* [Stated task] Copy out only the stretch from the start of the records through the line containing "<point>692,481</point>", requests included. Shift every point coordinate in the answers by adding 7 to it.

Stored dataset items
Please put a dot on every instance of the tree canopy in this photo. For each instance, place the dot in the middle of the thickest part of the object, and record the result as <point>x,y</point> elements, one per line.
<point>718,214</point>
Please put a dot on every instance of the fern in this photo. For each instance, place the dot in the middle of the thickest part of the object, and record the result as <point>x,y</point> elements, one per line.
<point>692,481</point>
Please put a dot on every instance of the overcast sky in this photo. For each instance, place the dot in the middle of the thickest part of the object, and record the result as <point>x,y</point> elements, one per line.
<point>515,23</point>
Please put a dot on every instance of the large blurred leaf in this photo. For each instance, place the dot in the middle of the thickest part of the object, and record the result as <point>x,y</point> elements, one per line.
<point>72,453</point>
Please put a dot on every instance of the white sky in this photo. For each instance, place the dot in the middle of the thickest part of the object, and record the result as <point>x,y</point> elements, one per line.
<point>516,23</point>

* [Correct answer]
Please put a dot on every instance of the tree canopy in this photo. For each instance, place the dot in the middle of the thickest part of the object, and record the result as <point>x,y</point> elements, one per line.
<point>725,221</point>
Please put a dot on every instance of the fern in this photo. For each instance, place the dot in the middle of the thickest part of the object, and record the result as <point>x,y</point> elements, one per line.
<point>699,488</point>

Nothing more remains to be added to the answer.